Tarefa proposta 1
Informe somente quantas linhas dos registros contêm a palavra "dirt".

Texto de origem
++++++++
Desafios na coleta de dados

Uma das dificuldades apontadas pelo Ministério Público é a falta de dados consistentes sobre a violência contra a comunidade LGBTQIA+. “Essa é uma violência muito invisibilizada, especialmente porque muitos membros da comunidade não se identificam como LGBTQIA+ devido ao preconceito que sofrem”, destacou o promotor.

A criação de delegacias especializadas, como a Delegacia Especializada em Crimes Raciais e de Intolerância, é vista como um passo importante para cobrir os casos de violência. “Naturalmente, o número de denúncias aumenta com a criação de estruturas especializadas, mas ainda é difícil afirmar se houve um aumento real nos casos ou se estamos apenas registrando mais do que antes”, ponderou.

Capacitação e eventos

Em termos de avanços, Carvalho citou a realização do primeiro seminário sobre direitos LGBTQIA+ no Ministério Público de Goiás, realizado em junho. “Esse evento foi importante para trazer o assunto para o centro do debate jurídico dentro da instituição e também para provocar a comunidade a participar da discussão”, afirmou. O seminário contou com a presença de representantes do Judiciário, Defensoria Pública e outras instituições parceiras.

Outro marco importante foi o primeiro mutirão de casamentos LGBTQIA+ promovido pelo Judiciário em Goiás, algo que, segundo Marcelo, “mostra a abertura tanto do Judiciário quanto do Ministério Público para a pauta”. O evento foi mencionado como um exemplo de ação concreta voltada para a garantia dos direitos da comunidade.

Marcelo Carvalho destacou que a comunidade LGBTQIA+ enfrenta uma falta de políticas públicas estruturadas em comparação com outros grupos vulneráveis, como crianças, idosos e pessoas com deficiência. “Quando uma pessoa LGBTQIA+ é vítima de violência, ela não encontra um sistema de atendimento especializado como existe para outros grupos. Não temos delegacias especializadas no atendimento desse público, por exemplo, e isso reflete a falta de reconhecimento das suas especificidades”, explicou.

Ele mencionou também a falta de categorização dessa comunidade em programas sociais como o Cadastro Único, dificultando o acesso a benefícios voltados para grupos vulneráveis. “Será que uma pessoa trans, por exemplo, não está em uma condição de vulnerabilidade que justifica uma atenção especial? Essas são questões que precisamos debater e refletir”, questionou.

Educação e resistência ao debate

Outro ponto sensível é o tratamento dado à comunidade LGBTQIA+ no sistema educacional. Marcelo destacou a resistência de muitas escolas em adotar o uso do nome social, especialmente no ensino médio. “Há relatos de adolescentes que se identificam com um gênero diferente daquele registrado no documento, mas que não têm o uso do nome social respeitado nas escolas. Isso é algo que precisa ser discutido com seriedade”, afirmou.

O coordenador ressaltou a importância de incluir o setor educacional nas discussões. “Queremos trazer representantes da educação para o debate, não com o intuito de apontar falhas, mas para colaborar e refletir juntos sobre como melhorar o atendimento desse público”, disse.
++++++++
Dados fornecidos
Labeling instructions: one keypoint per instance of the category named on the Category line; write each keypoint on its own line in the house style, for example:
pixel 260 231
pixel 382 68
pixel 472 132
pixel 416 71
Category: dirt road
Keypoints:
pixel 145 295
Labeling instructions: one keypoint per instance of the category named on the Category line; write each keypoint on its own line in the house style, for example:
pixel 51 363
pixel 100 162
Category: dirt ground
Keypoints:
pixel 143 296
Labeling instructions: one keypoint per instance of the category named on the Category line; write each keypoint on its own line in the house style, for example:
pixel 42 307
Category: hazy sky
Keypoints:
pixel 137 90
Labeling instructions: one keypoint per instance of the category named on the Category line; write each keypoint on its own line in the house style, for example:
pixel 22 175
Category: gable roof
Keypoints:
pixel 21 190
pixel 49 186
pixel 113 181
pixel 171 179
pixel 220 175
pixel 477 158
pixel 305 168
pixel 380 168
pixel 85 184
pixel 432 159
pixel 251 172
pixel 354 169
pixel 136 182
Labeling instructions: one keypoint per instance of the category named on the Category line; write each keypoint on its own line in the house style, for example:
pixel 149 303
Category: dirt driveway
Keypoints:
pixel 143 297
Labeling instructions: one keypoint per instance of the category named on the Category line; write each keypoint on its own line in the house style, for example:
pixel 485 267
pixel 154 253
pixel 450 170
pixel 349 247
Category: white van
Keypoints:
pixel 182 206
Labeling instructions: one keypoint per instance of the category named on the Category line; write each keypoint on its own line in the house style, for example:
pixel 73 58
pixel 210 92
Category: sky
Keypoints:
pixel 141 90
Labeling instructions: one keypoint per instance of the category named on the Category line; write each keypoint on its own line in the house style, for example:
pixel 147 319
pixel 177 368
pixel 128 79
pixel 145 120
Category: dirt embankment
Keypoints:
++++++++
Tarefa proposta 2
Diga se cada afirmação abaixo concorda com o texto sobre os direitos LGBTQIA+ em Goiás, respondendo sim ou não e citando literalmente as palavras do texto que decidem. (a) O primeiro seminário sobre direitos LGBTQIA+ no Ministério Público de Goiás foi realizado em junho. (b) A resistência ao uso do nome social nas escolas é apontada especialmente no ensino fundamental. (c) Representantes da Defensoria Pública estiveram presentes no seminário.

Resposta do exercício 1
4

Resposta do exercício 2
(a) Sim: "realizado em junho".
(b) Não: "especialmente no ensino médio".
(c) Sim: "O seminário contou com a presença de representantes do Judiciário, Defensoria Pública e outras instituições parceiras".